§ **Short problem**:
Please show every row below that contains the word "implement". Case matters.
-- Start of The input --
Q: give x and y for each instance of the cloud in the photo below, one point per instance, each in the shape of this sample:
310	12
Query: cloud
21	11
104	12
-- End of The input --
-- Start of The input --
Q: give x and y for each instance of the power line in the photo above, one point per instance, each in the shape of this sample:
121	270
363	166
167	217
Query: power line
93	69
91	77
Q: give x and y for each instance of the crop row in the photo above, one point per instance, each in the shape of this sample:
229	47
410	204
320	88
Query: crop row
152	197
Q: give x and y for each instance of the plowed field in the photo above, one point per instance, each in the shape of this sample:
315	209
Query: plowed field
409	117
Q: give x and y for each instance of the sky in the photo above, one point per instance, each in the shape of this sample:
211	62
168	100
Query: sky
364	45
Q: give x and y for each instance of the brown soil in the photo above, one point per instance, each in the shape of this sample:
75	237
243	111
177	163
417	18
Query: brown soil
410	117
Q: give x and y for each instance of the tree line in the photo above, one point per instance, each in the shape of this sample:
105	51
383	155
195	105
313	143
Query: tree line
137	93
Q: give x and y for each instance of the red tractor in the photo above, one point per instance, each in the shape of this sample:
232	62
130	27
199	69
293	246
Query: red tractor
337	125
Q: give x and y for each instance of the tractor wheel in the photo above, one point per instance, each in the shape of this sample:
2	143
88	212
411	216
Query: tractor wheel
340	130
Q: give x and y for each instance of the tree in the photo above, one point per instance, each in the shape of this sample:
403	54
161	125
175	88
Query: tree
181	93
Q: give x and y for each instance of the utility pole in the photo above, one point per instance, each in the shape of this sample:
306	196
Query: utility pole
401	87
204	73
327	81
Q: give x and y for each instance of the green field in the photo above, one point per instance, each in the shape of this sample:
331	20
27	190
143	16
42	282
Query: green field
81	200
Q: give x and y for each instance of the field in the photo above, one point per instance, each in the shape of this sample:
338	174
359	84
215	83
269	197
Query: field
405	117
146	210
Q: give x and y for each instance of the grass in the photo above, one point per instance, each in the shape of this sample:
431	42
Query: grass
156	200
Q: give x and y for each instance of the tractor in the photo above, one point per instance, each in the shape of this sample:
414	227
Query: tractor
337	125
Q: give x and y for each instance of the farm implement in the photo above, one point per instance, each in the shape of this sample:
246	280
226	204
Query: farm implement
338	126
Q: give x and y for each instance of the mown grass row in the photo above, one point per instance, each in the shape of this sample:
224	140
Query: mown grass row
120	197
-- End of The input --
-- Start of The input --
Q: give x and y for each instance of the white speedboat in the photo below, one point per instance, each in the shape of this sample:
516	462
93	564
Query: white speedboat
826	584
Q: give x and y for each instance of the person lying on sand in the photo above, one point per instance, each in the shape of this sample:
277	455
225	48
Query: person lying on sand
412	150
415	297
-- End of The input --
§ **Finished exercise**:
Q: give x and y for each instance of the farm implement in the photo above, one point per instance, each in the shape of this sample:
Query: farm implement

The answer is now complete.